**SHORT PROBLEM 1:**
Copy word for word the part of the forum thread about Splunk CSV headers that begins at the words "To test I added" and ends after "is a timestamp)".
**SHORT PROBLEM 2:**
Write the next part of the forum thread about Splunk CSV headers, picking up right after its last sentence.

**QUOTED PASSAGE:**
* * * * *

Hello all,
I am exporting an S3 bucket with only CSV and when I specified the sourcetype as CSV, I have all my events, but no fields about that event (aka the header is like an event). However, when I am importing my CSV in Splunk Web, the header is correctly inserted.
Any idea about how fix that?
Thanks !
I'm seeing the same issue, and I've done a bunch of testing on it and it seems to be a problem with the AWS app.
To test I added the AWS app to my dev box (running Splunk as index & search). Setup a test S3 Bucket with a single CSV file in. Used the S3 App to connect to this bucket, with a sourcetype of csv and indexed the data. This produces the following:
Event 1: Header 1,Header 2,Header 3
Timestamp of the time of index
No non default fields
Event 2: Row1Value1,Row1Value2,Row1Value3
Timestamp as the timestamp in the row (the first field of the CSV is a timestamp)
No non default fields
Event 3: Row2Value1,Row2Value2,Row2Value3
Timestamp as the timestamp in the row
No non default fields
...
If I index the same data directly using the Add Data interface and use the csv sourcetype again I get the following:
Event 1: Row1Value1,Row1Value2,Row1Value3
Timestamp as the timestamp in the row
Fields extracted as per the Header row of the file
Event 2: Row2Value1,Row2Value2,Row2Value3
Timestamp as the timestamp in the row
Fields extracted as per the Header row of the file
...
In my testing I've used a bunch of props.conf settings but for this last test my props.conf is as follows (which is just the default setting for csv).
[ csv ]
SHOULD_LINEMERGE=false
NO_BINARY_CHECK=true
CHARSET=UTF-8
INDEXED_EXTRACTIONS=csv
KV_MODE=none
category=Structured
description=Comma-separated value format. Set header and other settings in "Delimited Settings"
disabled=false
pulldown_type=true
Out of curiosity I also tried a similar setup to https://answers.splunk.com/answers/334056 to use props.conf and transforms.conf to remove the header line of the csv so I could use searchtime field extractions to get the fields, but this is also ignored (I didn't test that too thoroughly though so I may have mistyped something).
Hello Menahem, I am trying to understand your expectation better. Could you explain further about your meaning behind "no fields about that event (aka the header is like an event)"
It is my understanding that the header of the file is used for field extractions. It would then be processed as a separate event and the fields that were extracted from the header will appear to the left under "Interesting Fields."

* * * * *

**AVAILABLE DATA:**
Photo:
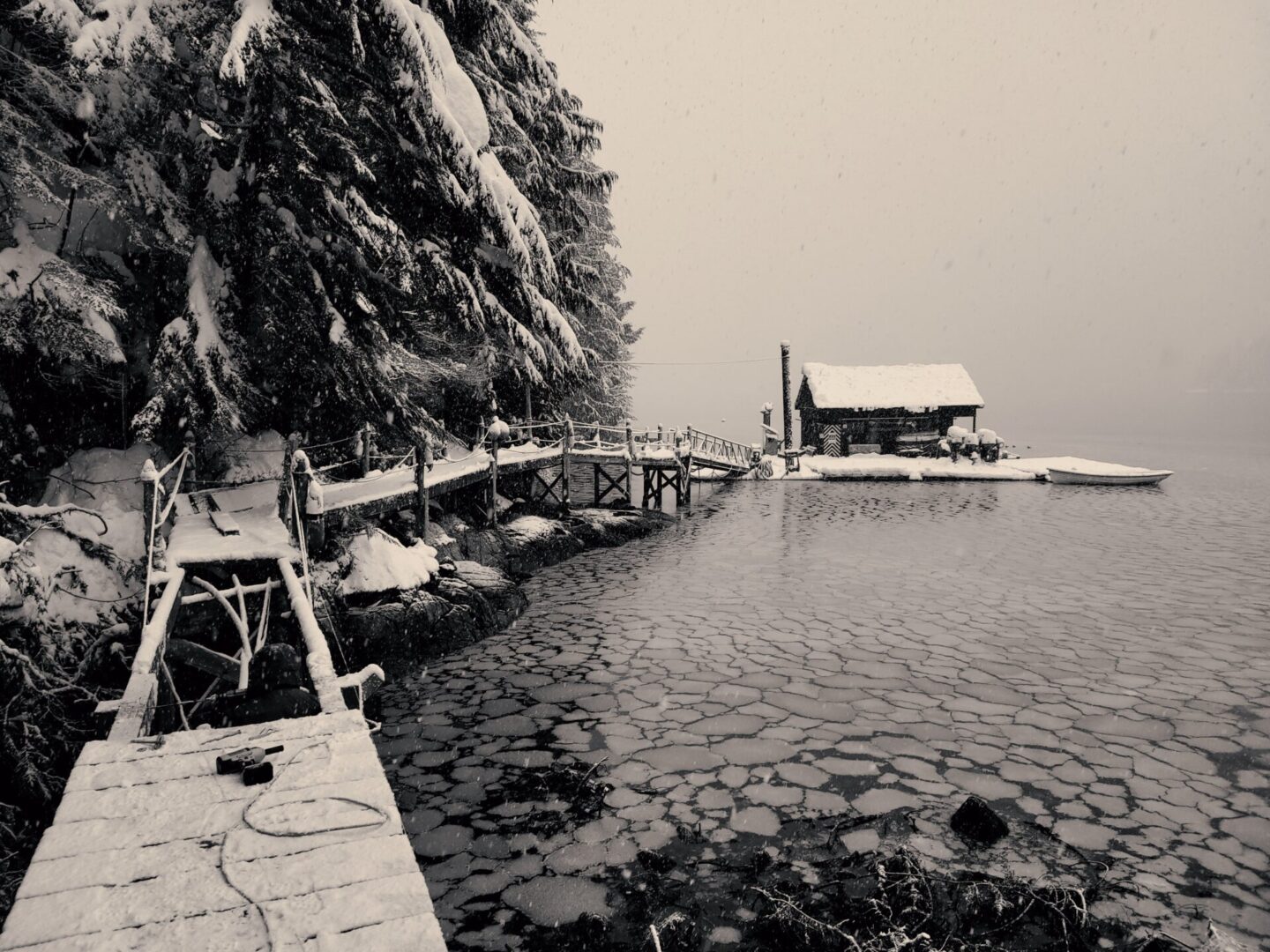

* * * * *

**ANSWER 1:**
To test I added the AWS app to my dev box (running Splunk as index & search). Setup a test S3 Bucket with a single CSV file in. Used the S3 App to connect to this bucket, with a sourcetype of csv and indexed the data. This produces the following:
Event 1: Header 1,Header 2,Header 3
Timestamp of the time of index
No non default fields
Event 2: Row1Value1,Row1Value2,Row1Value3
Timestamp as the timestamp in the row (the first field of the CSV is a timestamp)

**ANSWER 2:**
Thanks
Hello Phadnett,
The problem is very simple, i don't have the different field's (even in "Interesting Fields") that is in the header of the file
Hi, Were you ever able to resolve this issue? I'm having the same problem.
Hey, we managed to work around the issue and got a response from Splunk support as to what is occurring.
So the issue is that modular inputs are not honouring the CSV sourcetype set it's a bug but I'm not sure on the status with the fix.
The work around is to pull the file locally and index as any other local CSV.
Are there any updates on the issue? I recently setup an environment to test ingesting files from an S3 bucket using the SQS-based S3 input and noticed the header of the CSV file was ingested as an event and the remaining actual events didn't have any field extraction applied.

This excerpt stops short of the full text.